**** Document text

FINRA has filed with the Securities and Exchange Commission (“SEC”) a proposed rule change to amend FINRA Rule 5131 (the “Rule”)1 to except from compliance with the Rule’s “spinning provision”2 certain private funds of funds that satisfy a group of proposed preconditions.
Rule 5131 is intended to curb abuses by FINRA members (“Members”) and their associated persons in the allocation and distribution of “new issues.”3 The spinning provision is specifically designed to prevent the allocation and distribution of new issues to accounts in which executive officers and directors of investment banking clients, and persons materially supported by such executive officers and directors, have a beneficial interest in exchange for investment banking business.4
In its current form, the spinning provision excepts allocations of new issues to (1) accounts in which the aggregate beneficial interests of executive officers, directors and persons materially supported by such executive officers and directors do not exceed 25% of such account and (2) certain types of accounts that typically have large and diverse investor bases, such as registered investment companies.5 Private funds are not currently an excepted account type unless they are eligible for one of the articulated exceptions. Private funds therefore go to great lengths to gather information about their beneficial owners, in order to demonstrate that they are eligible to receive new issue allocations. Gathering that information is particularly difficult, if not impossible, for many funds of funds.

********
**** Data extract

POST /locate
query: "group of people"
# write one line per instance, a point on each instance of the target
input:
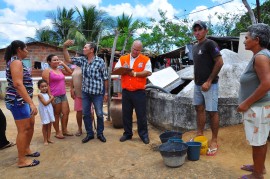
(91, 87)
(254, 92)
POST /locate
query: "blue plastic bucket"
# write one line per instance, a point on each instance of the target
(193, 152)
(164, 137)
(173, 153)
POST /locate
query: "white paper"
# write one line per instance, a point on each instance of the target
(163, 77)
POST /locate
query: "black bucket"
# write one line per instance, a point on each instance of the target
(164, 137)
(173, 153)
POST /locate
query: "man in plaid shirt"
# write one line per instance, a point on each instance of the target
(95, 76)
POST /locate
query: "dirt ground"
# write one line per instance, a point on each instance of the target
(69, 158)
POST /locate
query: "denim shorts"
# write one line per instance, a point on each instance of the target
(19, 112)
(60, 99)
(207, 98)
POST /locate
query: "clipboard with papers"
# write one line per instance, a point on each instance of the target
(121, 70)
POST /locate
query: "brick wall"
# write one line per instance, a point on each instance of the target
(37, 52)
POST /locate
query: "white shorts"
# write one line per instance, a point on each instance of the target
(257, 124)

********
**** Data extract

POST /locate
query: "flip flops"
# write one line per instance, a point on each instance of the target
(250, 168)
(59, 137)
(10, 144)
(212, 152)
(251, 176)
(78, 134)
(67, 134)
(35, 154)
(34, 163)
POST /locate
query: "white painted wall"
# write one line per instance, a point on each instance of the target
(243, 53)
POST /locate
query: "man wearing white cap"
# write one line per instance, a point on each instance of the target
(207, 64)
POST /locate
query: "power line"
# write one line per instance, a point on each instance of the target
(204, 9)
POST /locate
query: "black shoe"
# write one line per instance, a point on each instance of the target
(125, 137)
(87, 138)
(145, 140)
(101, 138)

********

- [Required task]: Output the full passage on the proposed change to FINRA Rule 5131 word for word. The rows come from a different source than the passage on FINRA Rule 5131.

- [Finished task]:
FINRA has filed with the Securities and Exchange Commission (“SEC”) a proposed rule change to amend FINRA Rule 5131 (the “Rule”)1 to except from compliance with the Rule’s “spinning provision”2 certain private funds of funds that satisfy a group of proposed preconditions.
Rule 5131 is intended to curb abuses by FINRA members (“Members”) and their associated persons in the allocation and distribution of “new issues.”3 The spinning provision is specifically designed to prevent the allocation and distribution of new issues to accounts in which executive officers and directors of investment banking clients, and persons materially supported by such executive officers and directors, have a beneficial interest in exchange for investment banking business.4
In its current form, the spinning provision excepts allocations of new issues to (1) accounts in which the aggregate beneficial interests of executive officers, directors and persons materially supported by such executive officers and directors do not exceed 25% of such account and (2) certain types of accounts that typically have large and diverse investor bases, such as registered investment companies.5 Private funds are not currently an excepted account type unless they are eligible for one of the articulated exceptions. Private funds therefore go to great lengths to gather information about their beneficial owners, in order to demonstrate that they are eligible to receive new issue allocations. Gathering that information is particularly difficult, if not impossible, for many funds of funds.